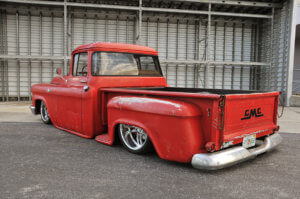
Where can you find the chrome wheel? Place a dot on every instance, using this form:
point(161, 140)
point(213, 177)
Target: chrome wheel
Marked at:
point(133, 138)
point(44, 114)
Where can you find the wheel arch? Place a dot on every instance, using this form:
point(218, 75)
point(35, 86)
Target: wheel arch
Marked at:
point(114, 129)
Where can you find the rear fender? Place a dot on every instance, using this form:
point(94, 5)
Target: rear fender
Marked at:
point(172, 126)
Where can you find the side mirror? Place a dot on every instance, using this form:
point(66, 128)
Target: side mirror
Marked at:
point(58, 71)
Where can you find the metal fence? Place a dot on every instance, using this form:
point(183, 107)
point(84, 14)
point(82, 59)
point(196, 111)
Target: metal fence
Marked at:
point(211, 44)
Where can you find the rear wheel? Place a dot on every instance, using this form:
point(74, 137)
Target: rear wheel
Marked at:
point(134, 139)
point(44, 114)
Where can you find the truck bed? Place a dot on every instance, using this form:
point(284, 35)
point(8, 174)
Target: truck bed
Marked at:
point(227, 115)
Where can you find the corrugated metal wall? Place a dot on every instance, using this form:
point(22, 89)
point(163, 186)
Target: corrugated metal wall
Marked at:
point(179, 39)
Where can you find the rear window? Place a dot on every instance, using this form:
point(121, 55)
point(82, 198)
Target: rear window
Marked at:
point(124, 64)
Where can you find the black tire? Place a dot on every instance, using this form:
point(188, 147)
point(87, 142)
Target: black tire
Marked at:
point(44, 114)
point(145, 142)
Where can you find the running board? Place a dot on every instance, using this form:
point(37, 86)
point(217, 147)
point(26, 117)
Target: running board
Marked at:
point(104, 138)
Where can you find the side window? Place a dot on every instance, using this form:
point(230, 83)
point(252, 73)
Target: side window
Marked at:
point(80, 61)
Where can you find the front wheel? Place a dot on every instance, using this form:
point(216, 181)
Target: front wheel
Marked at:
point(134, 139)
point(44, 114)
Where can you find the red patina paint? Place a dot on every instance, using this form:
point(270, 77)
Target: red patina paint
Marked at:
point(179, 124)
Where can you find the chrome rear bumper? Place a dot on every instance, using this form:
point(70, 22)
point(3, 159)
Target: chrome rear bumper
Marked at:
point(32, 108)
point(228, 157)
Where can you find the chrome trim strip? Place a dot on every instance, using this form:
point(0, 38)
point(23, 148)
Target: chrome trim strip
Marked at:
point(32, 108)
point(231, 156)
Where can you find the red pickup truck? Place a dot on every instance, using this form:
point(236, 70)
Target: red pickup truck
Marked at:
point(117, 90)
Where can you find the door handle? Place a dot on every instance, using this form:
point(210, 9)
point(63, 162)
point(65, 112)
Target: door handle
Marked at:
point(86, 88)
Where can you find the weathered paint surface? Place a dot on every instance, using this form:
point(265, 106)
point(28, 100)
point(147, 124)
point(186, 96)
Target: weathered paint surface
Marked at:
point(179, 124)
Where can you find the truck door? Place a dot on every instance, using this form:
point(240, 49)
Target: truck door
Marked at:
point(69, 97)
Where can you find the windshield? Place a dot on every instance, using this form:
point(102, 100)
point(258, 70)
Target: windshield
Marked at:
point(124, 64)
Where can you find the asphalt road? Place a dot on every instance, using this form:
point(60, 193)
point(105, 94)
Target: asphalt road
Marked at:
point(40, 161)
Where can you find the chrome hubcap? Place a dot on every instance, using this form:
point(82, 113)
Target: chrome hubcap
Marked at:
point(44, 112)
point(134, 137)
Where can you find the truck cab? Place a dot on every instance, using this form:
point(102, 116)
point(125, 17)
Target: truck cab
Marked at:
point(118, 90)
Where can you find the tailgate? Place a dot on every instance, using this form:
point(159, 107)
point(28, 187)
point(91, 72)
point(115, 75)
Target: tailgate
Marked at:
point(246, 114)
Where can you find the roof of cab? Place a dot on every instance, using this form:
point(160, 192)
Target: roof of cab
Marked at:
point(116, 47)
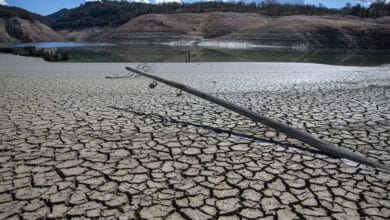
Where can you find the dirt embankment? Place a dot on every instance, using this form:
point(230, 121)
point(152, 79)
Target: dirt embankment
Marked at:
point(21, 30)
point(308, 31)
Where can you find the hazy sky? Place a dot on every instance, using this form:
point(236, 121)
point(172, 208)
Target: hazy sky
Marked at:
point(46, 7)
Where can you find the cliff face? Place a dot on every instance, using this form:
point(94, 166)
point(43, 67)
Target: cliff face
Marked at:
point(21, 30)
point(308, 31)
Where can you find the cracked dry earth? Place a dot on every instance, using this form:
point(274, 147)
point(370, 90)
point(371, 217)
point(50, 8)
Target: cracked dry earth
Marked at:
point(76, 145)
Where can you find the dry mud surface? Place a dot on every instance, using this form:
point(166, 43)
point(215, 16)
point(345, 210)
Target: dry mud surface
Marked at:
point(74, 144)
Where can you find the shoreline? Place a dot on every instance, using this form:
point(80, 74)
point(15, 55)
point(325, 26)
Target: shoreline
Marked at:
point(91, 146)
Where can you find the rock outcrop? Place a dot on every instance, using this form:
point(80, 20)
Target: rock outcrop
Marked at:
point(307, 31)
point(21, 30)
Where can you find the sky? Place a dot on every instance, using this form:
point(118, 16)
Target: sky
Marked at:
point(45, 7)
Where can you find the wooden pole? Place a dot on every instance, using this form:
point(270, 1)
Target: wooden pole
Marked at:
point(326, 147)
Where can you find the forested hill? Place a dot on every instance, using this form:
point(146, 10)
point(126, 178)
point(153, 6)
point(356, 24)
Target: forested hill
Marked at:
point(9, 12)
point(111, 13)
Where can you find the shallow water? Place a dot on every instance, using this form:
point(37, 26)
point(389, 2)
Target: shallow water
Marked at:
point(152, 53)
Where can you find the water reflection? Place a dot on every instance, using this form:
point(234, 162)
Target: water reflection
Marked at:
point(161, 53)
point(140, 53)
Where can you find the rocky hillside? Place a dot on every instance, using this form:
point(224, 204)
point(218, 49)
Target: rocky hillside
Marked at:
point(308, 31)
point(15, 29)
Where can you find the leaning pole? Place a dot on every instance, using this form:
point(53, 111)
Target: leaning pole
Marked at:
point(326, 147)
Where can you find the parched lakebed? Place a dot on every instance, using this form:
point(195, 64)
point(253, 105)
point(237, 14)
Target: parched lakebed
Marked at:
point(75, 144)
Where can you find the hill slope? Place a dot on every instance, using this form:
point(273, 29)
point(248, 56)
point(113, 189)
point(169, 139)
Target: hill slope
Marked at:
point(18, 25)
point(307, 31)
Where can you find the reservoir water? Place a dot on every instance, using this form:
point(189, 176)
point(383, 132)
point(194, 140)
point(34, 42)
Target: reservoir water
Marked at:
point(149, 53)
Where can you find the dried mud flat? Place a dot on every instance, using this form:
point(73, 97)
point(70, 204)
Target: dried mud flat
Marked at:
point(76, 145)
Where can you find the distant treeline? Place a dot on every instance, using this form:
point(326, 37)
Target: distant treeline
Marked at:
point(114, 13)
point(6, 11)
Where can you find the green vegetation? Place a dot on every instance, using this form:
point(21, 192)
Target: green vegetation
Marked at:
point(6, 11)
point(112, 13)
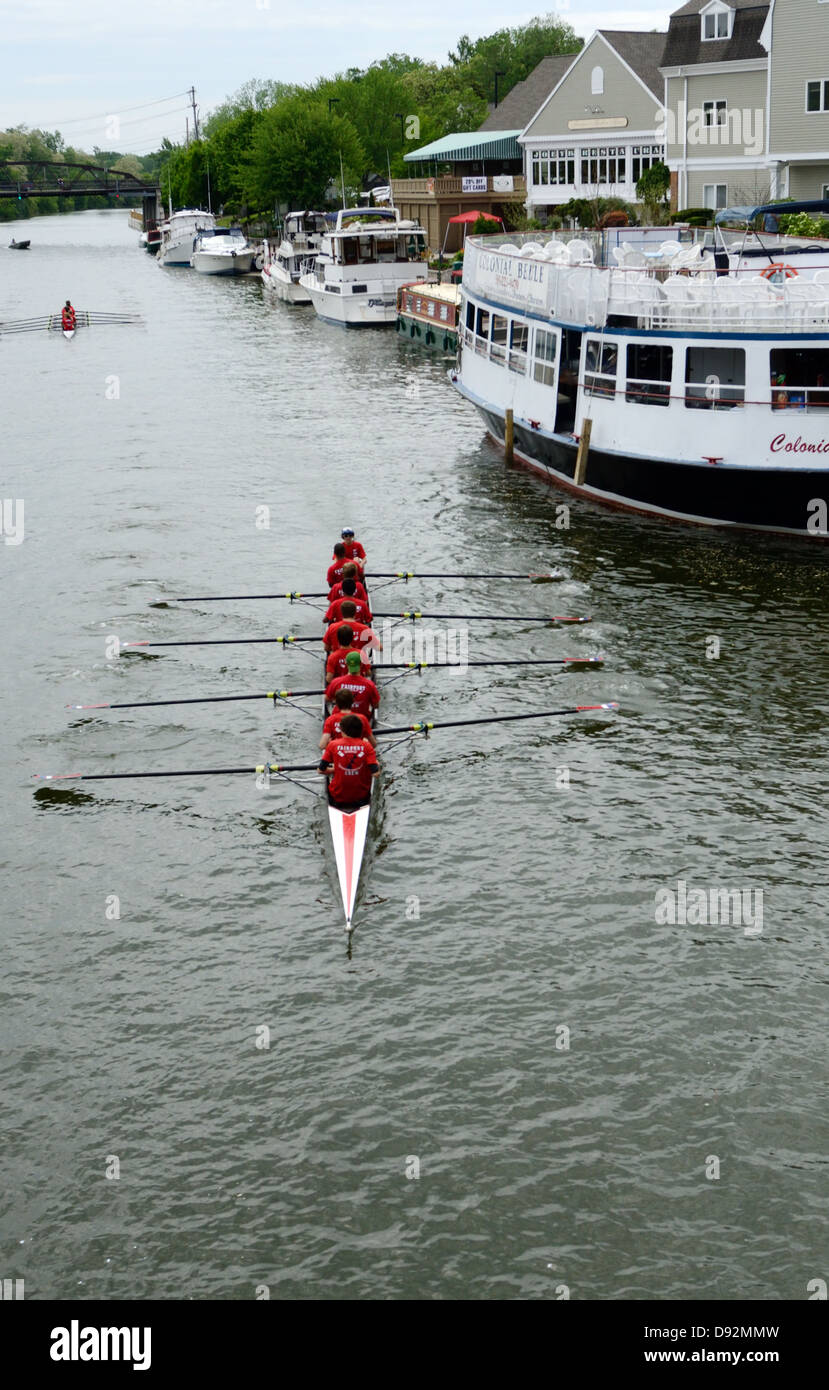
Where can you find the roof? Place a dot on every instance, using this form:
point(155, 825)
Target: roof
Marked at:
point(520, 103)
point(470, 145)
point(643, 53)
point(685, 45)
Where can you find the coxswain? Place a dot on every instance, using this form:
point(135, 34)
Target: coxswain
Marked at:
point(351, 765)
point(363, 633)
point(335, 569)
point(344, 591)
point(334, 612)
point(344, 705)
point(353, 549)
point(365, 694)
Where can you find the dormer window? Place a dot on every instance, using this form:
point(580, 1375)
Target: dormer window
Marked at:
point(717, 21)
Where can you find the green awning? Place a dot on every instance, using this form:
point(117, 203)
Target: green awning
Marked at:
point(469, 145)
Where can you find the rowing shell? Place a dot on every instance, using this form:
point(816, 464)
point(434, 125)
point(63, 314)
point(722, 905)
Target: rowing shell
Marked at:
point(348, 834)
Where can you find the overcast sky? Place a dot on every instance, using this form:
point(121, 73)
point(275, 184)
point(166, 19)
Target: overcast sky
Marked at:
point(70, 64)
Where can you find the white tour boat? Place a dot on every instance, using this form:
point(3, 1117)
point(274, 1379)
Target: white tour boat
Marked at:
point(362, 263)
point(295, 255)
point(223, 250)
point(689, 384)
point(178, 234)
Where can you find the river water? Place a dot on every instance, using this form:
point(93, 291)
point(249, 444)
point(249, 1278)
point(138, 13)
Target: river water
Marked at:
point(522, 1082)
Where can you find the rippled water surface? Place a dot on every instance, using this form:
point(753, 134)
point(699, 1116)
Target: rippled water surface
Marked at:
point(512, 1019)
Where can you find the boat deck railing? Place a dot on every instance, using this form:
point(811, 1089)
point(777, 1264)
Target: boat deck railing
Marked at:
point(672, 289)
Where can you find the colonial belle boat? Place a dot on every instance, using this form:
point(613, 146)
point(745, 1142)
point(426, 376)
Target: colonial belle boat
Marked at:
point(362, 263)
point(686, 384)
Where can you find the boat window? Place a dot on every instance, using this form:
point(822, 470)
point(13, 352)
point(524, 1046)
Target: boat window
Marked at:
point(498, 338)
point(800, 378)
point(544, 363)
point(648, 374)
point(715, 378)
point(600, 367)
point(519, 341)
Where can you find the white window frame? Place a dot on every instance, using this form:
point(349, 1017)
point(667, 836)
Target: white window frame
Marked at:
point(824, 85)
point(717, 13)
point(715, 109)
point(714, 203)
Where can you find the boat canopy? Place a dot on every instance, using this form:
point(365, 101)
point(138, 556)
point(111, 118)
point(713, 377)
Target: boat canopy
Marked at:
point(747, 214)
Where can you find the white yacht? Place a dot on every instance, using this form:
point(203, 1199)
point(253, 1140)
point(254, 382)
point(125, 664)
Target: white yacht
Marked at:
point(690, 384)
point(178, 234)
point(360, 266)
point(295, 255)
point(223, 250)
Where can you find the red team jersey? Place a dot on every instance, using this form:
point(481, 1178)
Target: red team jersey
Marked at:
point(351, 780)
point(366, 697)
point(331, 724)
point(353, 551)
point(359, 595)
point(335, 663)
point(330, 641)
point(334, 613)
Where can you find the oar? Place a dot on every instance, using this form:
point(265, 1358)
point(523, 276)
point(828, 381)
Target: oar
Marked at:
point(423, 727)
point(182, 772)
point(276, 695)
point(199, 699)
point(298, 594)
point(484, 617)
point(223, 641)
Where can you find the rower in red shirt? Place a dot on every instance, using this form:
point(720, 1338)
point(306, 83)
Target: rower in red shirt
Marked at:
point(338, 565)
point(335, 609)
point(363, 633)
point(365, 694)
point(353, 549)
point(344, 588)
point(347, 642)
point(351, 763)
point(333, 726)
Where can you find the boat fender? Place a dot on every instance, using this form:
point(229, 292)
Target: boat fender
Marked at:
point(779, 268)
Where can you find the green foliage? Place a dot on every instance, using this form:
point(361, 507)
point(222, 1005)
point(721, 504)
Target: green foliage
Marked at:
point(800, 224)
point(296, 153)
point(653, 189)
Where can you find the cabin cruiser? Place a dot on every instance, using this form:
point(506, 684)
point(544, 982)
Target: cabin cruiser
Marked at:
point(686, 382)
point(178, 234)
point(362, 263)
point(223, 250)
point(296, 253)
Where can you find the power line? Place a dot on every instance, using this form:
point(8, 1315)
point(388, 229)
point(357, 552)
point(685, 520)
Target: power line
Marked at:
point(103, 116)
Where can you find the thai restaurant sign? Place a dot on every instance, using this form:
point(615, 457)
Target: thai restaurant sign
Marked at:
point(513, 278)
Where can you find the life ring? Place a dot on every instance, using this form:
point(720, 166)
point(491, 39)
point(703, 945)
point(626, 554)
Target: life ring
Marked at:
point(778, 270)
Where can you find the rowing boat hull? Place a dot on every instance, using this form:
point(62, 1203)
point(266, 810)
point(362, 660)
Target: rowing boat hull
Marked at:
point(348, 836)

:::

▶ [What needs to be done] Copy the lines of the records without any change, starting with the line that contains "Where can you find the cliff" and going on through the line that contains "point(111, 13)", with both of those lines included.

▶ [Task answer]
Where can you find the cliff face? Place a dot on every instance, using this form:
point(94, 166)
point(43, 67)
Target: cliff face
Marked at:
point(21, 30)
point(308, 31)
Where can you find the cracked dry earth? Place a dot on every instance, using this form:
point(274, 147)
point(370, 90)
point(371, 217)
point(50, 8)
Target: cracked dry earth
Marked at:
point(76, 145)
Where can you find the dry mud surface? Place a dot on every instance, using this form:
point(166, 43)
point(215, 16)
point(345, 210)
Target: dry mud surface
Marked at:
point(74, 144)
Where can you find the shoreline? Place a dot on every instance, using this form:
point(80, 74)
point(15, 55)
point(325, 26)
Target: shoreline
Marked at:
point(91, 146)
Where can you find the rock outcrop? Place a dot on every instance, using this form:
point(80, 20)
Target: rock outcrop
Marked at:
point(307, 31)
point(21, 30)
Where can you find the sky? Place a dot on every instance, using this form:
point(118, 16)
Target: sky
Marked at:
point(45, 7)
Where can you find the wooden pole? Place a dot on every instance, using this form:
point(270, 1)
Target: wooden pole
Marked at:
point(326, 147)
Where can you find the forested hill? Place a dot on every instance, using this form:
point(146, 10)
point(126, 178)
point(153, 6)
point(356, 24)
Target: forested hill
Marked at:
point(9, 12)
point(111, 13)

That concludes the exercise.